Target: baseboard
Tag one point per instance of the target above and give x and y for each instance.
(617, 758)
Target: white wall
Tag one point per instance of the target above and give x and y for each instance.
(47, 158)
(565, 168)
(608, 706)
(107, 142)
━━━━
The problem:
The expected response reproduces all of the data precisely.

Output:
Target: baseboard
Tag one point per instance of the target above and give x and y for each instance.
(617, 758)
Target: white wall
Tag one point per instance of the target above and give x and y for each instance.
(47, 158)
(565, 168)
(608, 706)
(107, 142)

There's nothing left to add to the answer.